PAGE EXCERPT:
-------------------------

[Biopython-dev] [Wg-phyloinformatics] BioGeography update/BioPython tree module discussion

Nick Matzke matzke at berkeley.edu
Wed Aug 19 08:56:59 UTC 2009


OK, I nailed the bug, which was stemming from HTML links inside GBIF XML 
results which in some situations were screwing up parsing etc.  So I've 
updated the tutorial to add the chunk about downloading an arbitrarily 
large number of records, in user-specified increments, with an 
appropriate time-delay between server requests.

Also added a chunk on classifying records into user-specified geographic 
areas based on their latitude/longitude.

Also updated the test scripts and test results files, and deleted some 
remaining loose/unnecessary files.

Updated tutorial: http://biopython.org/wiki/BioGeography#Tutorial
Github commits: http://github.com/nmatzke/biopython/commits/Geography

I think I've reached a good stopping point for the moment, I welcome 
comments on the tutorial and/or on the prospects for turning this into 
an official biopython module, etc.

-------------------------

WRITTEN TASK:
Copy the mailing list post about the BioGeography update word for word, from start to finish.

-------------------------

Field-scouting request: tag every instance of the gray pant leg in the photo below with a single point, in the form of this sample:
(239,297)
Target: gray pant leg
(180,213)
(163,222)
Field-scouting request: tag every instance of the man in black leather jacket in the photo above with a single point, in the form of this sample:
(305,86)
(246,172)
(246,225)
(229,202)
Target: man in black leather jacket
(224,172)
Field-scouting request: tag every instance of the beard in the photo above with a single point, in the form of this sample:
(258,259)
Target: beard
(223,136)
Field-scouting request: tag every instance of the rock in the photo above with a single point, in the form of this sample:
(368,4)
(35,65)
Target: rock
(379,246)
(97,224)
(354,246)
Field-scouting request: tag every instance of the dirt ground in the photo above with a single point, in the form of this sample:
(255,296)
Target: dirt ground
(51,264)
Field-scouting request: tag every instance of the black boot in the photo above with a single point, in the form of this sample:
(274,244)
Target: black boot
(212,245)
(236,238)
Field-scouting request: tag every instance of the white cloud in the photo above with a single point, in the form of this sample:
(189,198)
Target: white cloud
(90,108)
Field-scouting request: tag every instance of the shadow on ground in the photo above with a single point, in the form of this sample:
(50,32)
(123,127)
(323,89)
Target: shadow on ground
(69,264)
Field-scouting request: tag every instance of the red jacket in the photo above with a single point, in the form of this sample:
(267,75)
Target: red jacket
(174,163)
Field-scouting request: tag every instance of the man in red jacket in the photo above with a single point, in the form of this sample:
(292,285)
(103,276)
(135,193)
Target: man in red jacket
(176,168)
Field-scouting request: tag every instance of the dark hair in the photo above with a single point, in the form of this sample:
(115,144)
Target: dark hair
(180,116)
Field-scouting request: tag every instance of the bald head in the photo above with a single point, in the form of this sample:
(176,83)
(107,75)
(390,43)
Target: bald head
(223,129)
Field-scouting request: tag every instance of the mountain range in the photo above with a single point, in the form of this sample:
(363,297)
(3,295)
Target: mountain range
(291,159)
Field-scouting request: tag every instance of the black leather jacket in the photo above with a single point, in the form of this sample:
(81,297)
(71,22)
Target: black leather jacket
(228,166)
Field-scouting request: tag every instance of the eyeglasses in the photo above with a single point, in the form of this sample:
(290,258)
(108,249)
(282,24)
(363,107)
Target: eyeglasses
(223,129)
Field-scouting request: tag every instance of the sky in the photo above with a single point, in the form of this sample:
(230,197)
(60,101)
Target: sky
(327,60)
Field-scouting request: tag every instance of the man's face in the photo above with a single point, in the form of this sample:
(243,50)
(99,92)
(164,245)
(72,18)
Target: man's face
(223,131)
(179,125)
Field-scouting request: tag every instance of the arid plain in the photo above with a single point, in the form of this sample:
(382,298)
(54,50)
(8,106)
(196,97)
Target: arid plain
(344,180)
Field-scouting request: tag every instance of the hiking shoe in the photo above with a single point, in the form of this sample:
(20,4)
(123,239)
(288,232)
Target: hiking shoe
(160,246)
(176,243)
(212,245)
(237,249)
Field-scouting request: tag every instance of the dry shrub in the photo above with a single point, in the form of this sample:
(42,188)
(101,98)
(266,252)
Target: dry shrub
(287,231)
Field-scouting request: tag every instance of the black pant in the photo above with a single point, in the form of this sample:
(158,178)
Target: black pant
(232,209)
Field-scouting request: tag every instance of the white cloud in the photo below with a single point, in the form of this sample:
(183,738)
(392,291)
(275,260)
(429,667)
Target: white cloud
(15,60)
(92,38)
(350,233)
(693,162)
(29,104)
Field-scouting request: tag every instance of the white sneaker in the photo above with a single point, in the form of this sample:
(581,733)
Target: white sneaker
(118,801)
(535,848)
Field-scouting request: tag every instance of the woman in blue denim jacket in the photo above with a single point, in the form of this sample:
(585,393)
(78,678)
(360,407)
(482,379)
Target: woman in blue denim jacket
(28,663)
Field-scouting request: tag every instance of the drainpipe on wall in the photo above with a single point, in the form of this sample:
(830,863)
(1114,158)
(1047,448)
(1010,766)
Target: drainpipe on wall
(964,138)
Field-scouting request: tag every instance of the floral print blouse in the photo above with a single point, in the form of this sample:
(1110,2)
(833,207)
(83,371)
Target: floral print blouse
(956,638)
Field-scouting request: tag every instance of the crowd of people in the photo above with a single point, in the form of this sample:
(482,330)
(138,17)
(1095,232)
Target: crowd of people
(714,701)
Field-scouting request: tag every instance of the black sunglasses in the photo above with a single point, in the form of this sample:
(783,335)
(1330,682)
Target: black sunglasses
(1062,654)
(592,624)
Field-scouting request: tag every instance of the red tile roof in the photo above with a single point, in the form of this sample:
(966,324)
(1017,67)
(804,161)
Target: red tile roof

-------------------------

WORKED SOLUTION:
[Biopython-dev] [Wg-phyloinformatics] BioGeography update/BioPython tree module discussion

Nick Matzke matzke at berkeley.edu
Wed Aug 19 08:56:59 UTC 2009


OK, I nailed the bug, which was stemming from HTML links inside GBIF XML 
results which in some situations were screwing up parsing etc.  So I've 
updated the tutorial to add the chunk about downloading an arbitrarily 
large number of records, in user-specified increments, with an 
appropriate time-delay between server requests.

Also added a chunk on classifying records into user-specified geographic 
areas based on their latitude/longitude.

Also updated the test scripts and test results files, and deleted some 
remaining loose/unnecessary files.

Updated tutorial: http://biopython.org/wiki/BioGeography#Tutorial
Github commits: http://github.com/nmatzke/biopython/commits/Geography

I think I've reached a good stopping point for the moment, I welcome 
comments on the tutorial and/or on the prospects for turning this into 
an official biopython module, etc.